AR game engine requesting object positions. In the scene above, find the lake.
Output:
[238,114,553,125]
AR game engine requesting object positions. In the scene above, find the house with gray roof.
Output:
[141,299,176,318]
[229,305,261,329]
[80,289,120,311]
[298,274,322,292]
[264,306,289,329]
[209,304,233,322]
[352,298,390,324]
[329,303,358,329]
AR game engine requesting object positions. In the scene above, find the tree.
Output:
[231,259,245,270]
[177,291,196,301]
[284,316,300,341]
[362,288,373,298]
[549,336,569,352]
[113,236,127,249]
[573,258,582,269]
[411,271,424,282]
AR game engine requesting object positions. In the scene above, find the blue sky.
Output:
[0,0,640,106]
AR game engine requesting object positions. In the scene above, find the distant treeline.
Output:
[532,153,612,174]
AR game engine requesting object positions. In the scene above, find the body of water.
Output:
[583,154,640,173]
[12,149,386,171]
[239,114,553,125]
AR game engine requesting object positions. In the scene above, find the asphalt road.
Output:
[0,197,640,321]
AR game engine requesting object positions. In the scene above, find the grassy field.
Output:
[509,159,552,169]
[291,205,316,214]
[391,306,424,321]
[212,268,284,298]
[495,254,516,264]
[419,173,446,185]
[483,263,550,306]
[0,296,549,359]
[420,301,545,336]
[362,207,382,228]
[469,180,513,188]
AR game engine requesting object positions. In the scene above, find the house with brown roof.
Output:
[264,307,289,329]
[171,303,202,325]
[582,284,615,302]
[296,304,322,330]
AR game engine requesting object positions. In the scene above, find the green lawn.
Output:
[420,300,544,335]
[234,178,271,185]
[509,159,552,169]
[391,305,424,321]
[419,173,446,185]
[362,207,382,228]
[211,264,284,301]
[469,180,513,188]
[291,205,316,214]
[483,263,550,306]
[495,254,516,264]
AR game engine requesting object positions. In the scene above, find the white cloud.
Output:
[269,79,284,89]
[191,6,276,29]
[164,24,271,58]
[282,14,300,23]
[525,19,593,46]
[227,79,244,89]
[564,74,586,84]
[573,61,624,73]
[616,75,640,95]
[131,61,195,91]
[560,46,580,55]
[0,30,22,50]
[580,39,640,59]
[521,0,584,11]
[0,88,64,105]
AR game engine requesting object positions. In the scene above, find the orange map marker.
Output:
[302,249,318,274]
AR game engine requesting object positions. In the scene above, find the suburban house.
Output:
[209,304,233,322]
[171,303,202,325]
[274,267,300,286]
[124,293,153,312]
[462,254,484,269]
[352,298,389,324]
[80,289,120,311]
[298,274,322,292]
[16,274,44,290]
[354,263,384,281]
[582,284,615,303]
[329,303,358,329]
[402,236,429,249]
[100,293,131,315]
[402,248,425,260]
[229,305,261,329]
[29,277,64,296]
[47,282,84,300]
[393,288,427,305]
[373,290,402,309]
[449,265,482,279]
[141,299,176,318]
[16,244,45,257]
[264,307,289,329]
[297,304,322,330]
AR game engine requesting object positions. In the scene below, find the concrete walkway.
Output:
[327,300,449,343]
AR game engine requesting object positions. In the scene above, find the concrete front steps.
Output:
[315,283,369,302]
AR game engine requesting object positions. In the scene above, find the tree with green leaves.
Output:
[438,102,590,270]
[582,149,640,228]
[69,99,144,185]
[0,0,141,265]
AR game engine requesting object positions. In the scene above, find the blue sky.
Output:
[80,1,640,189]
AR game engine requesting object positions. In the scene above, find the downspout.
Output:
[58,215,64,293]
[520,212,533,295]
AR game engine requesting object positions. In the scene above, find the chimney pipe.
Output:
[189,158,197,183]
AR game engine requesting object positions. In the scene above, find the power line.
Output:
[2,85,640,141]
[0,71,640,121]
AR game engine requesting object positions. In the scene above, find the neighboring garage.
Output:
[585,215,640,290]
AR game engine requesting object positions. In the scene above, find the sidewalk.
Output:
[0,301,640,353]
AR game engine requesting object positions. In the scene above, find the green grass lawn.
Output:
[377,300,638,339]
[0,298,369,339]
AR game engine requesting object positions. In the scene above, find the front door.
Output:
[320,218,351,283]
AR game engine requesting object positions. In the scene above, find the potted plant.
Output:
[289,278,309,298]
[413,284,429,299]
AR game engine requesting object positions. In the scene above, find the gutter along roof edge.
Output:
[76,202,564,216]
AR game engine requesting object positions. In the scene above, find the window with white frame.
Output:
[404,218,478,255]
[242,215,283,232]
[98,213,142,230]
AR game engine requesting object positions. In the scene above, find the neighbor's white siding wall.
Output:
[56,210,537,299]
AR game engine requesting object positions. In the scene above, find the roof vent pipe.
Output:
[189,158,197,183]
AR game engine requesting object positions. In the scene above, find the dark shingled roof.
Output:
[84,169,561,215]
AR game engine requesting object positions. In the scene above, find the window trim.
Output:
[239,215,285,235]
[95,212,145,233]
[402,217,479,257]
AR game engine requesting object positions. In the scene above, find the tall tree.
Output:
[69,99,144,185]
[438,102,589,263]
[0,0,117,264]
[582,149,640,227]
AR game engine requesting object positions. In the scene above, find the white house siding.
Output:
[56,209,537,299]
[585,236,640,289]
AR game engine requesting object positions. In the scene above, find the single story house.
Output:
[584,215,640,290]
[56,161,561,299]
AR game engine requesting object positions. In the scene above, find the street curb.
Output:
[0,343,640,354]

* * * * * * * * *

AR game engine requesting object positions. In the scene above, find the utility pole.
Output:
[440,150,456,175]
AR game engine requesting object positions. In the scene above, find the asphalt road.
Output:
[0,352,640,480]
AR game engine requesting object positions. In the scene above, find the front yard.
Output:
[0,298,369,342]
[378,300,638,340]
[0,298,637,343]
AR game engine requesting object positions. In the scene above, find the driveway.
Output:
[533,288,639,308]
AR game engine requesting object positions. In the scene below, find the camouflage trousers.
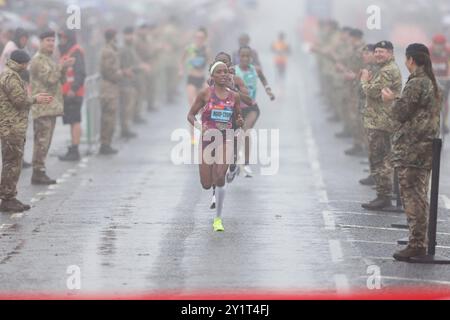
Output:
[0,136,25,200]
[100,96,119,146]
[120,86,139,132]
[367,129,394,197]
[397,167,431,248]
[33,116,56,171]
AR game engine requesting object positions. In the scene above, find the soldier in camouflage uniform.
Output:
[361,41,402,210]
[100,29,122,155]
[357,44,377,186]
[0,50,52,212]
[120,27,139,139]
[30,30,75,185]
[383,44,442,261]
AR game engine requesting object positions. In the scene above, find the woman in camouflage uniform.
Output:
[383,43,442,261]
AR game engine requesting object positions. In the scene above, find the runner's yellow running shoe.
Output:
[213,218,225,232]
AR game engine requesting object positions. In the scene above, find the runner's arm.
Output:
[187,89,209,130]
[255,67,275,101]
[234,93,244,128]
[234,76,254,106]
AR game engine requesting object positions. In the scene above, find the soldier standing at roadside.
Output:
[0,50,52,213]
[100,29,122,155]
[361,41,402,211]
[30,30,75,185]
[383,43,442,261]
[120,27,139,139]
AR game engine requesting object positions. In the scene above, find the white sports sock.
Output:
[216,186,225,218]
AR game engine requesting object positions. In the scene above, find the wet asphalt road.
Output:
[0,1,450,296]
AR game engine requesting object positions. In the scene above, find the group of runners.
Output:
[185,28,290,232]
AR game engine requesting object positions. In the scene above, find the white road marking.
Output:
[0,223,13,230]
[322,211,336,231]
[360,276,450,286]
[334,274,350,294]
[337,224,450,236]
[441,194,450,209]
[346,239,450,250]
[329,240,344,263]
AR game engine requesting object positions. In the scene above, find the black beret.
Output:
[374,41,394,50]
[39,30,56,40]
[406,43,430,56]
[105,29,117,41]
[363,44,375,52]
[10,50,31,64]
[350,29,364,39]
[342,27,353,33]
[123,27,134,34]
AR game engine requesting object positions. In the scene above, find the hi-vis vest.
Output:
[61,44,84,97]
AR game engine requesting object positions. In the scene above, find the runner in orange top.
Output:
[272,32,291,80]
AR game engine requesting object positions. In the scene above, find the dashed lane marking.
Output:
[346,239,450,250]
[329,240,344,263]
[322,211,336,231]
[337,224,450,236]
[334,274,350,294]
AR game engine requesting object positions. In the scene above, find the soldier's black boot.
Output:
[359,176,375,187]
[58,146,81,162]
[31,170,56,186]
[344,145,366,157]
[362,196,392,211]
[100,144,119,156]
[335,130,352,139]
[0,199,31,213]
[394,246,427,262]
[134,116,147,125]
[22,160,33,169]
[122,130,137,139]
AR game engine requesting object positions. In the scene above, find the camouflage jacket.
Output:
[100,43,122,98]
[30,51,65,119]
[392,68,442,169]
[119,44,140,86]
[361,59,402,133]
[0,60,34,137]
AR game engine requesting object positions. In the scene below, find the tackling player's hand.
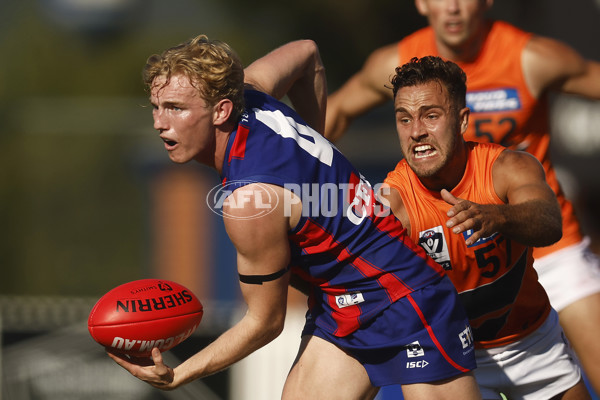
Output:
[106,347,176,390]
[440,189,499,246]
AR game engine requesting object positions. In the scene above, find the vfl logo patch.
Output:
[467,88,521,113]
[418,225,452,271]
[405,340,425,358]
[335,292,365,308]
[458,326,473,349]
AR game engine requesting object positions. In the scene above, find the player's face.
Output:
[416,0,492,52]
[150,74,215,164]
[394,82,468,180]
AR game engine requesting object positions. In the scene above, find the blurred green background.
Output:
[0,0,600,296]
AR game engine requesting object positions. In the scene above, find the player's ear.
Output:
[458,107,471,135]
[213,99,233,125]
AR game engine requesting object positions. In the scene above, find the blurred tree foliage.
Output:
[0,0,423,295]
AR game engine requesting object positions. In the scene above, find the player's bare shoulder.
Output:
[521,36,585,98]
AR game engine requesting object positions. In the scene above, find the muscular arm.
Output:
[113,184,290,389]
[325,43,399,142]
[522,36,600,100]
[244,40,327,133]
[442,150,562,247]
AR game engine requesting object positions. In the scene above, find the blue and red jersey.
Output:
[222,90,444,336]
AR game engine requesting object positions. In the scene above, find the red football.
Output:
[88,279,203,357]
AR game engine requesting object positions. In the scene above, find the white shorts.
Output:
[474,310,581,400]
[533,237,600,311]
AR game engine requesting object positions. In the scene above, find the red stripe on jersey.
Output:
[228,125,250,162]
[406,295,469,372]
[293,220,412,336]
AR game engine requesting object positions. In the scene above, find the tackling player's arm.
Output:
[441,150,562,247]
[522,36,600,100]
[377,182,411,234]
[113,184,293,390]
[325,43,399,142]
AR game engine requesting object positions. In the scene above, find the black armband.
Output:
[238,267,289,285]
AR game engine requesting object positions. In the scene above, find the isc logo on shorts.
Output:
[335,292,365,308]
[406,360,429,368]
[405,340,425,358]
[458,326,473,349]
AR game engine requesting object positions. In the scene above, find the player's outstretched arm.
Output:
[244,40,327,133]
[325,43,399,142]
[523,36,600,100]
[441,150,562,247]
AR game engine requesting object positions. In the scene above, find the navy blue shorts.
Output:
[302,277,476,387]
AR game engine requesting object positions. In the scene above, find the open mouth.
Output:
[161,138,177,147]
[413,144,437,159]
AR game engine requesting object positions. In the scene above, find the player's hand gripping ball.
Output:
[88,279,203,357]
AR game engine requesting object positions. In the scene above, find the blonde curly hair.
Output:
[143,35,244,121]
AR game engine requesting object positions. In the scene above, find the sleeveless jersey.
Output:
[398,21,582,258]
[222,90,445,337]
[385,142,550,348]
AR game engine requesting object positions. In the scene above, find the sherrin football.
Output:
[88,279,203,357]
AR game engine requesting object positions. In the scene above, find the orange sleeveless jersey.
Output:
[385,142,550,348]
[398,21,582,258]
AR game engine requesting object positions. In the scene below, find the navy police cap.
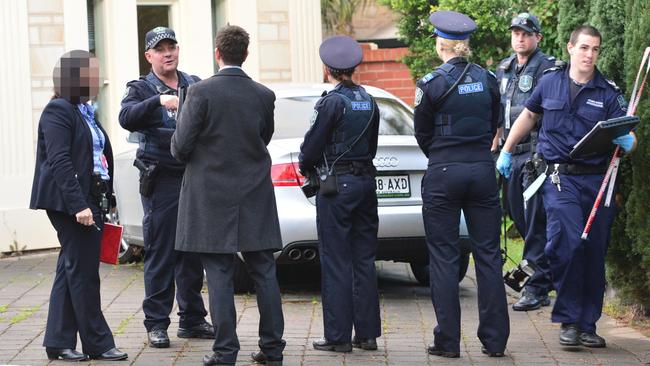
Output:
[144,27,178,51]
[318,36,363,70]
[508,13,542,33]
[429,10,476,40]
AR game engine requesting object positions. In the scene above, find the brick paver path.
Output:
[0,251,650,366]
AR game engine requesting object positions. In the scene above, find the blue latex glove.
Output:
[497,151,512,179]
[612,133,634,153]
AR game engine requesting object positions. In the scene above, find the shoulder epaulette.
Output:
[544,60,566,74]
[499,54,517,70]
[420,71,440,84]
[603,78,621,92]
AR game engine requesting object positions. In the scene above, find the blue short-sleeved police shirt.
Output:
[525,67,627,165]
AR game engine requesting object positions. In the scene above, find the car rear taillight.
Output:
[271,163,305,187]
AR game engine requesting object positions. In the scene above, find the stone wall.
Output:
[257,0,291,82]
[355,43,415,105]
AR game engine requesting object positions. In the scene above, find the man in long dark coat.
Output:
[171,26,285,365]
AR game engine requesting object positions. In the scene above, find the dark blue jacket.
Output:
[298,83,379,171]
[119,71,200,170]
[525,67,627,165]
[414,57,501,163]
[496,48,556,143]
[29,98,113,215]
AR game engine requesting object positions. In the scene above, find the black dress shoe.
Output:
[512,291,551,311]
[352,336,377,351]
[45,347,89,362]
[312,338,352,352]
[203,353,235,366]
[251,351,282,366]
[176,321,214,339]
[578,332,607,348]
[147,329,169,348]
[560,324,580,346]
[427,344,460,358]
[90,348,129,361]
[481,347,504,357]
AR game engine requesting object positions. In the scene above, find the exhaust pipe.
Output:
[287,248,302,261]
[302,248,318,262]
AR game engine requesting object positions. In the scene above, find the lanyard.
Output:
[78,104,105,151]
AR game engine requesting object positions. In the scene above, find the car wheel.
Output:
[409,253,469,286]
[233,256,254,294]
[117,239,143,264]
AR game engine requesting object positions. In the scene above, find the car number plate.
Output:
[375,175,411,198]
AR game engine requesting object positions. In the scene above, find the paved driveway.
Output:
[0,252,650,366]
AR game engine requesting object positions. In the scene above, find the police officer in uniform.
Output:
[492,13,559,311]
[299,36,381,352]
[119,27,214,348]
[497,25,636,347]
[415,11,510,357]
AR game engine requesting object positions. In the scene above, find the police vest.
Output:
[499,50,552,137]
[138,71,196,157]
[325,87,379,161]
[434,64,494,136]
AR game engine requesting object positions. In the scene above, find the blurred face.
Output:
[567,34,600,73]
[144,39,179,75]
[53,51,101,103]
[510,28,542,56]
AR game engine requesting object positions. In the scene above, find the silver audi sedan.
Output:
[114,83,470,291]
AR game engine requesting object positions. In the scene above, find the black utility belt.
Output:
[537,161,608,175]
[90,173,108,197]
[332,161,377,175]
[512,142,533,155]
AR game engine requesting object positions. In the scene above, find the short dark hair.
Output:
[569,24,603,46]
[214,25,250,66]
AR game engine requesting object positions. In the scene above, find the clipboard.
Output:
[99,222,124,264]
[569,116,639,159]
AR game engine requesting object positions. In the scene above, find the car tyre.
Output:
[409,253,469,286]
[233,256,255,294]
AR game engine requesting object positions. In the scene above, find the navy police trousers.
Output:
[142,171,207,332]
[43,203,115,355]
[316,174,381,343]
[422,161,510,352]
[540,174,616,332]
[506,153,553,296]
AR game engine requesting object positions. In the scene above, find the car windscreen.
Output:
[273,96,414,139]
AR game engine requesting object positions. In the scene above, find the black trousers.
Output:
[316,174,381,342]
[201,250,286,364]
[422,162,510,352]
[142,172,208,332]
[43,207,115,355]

* * * * * * * * *

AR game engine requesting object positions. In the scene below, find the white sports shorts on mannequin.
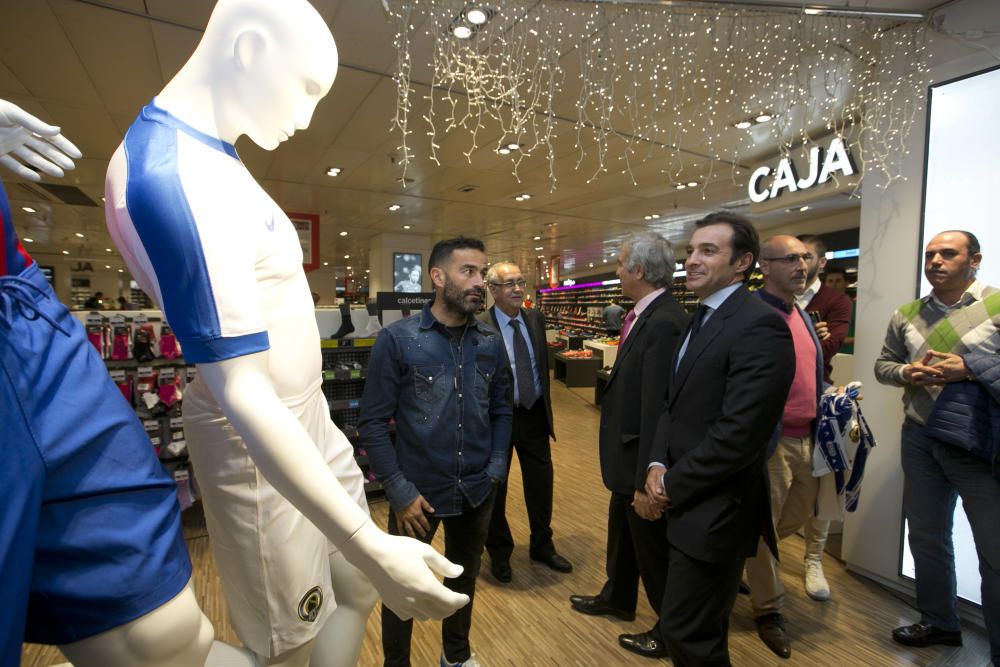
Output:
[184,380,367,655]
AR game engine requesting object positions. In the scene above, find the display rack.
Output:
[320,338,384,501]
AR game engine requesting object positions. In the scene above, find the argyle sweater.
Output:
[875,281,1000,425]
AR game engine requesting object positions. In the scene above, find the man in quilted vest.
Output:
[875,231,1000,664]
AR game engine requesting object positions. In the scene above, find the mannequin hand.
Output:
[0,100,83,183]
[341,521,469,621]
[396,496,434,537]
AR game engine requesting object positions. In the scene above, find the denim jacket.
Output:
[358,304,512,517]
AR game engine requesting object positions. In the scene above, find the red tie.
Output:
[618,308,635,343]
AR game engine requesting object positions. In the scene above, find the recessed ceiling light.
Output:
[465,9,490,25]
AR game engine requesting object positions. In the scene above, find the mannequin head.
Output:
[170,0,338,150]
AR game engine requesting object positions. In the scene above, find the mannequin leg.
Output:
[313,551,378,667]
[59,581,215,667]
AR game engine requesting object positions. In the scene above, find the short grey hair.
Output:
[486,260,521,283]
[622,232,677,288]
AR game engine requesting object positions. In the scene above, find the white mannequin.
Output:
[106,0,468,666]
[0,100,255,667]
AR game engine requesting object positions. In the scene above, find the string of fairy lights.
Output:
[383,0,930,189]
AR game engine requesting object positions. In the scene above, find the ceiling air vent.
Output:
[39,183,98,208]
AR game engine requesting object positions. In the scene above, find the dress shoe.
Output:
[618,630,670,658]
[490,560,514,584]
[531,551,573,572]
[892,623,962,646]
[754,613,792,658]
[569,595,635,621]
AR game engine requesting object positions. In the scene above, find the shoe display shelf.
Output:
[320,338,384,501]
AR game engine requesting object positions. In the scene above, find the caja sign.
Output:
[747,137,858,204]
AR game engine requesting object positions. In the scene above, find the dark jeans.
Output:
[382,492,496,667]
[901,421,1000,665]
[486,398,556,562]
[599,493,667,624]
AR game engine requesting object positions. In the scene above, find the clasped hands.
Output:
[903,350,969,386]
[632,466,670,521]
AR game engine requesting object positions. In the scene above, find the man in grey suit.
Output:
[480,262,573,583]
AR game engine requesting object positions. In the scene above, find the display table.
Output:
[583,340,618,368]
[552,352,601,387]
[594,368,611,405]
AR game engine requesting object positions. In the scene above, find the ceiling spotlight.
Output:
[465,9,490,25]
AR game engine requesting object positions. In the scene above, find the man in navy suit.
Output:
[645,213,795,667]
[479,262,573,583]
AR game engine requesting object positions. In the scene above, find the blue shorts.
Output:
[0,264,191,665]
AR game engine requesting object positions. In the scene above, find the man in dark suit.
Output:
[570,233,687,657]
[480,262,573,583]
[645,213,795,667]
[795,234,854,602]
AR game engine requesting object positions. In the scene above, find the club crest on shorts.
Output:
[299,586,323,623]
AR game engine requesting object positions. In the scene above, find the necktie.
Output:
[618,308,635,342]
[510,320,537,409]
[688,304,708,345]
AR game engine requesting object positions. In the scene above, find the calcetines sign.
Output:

* * * * * * * * *

Could you rewrite the rows from the line containing "the argyle sweater." through the line containing "[875,231,1000,664]", swapping "quilted vest" for "puffer vest" and leaving everything else unchanged?

> **Finished answer**
AR game engine requesting object positions. In the scene above, find the argyle sweater.
Output:
[875,281,1000,425]
AR game engine requesting object positions. In the scene above, find the man in puffer vest.
Output:
[875,231,1000,664]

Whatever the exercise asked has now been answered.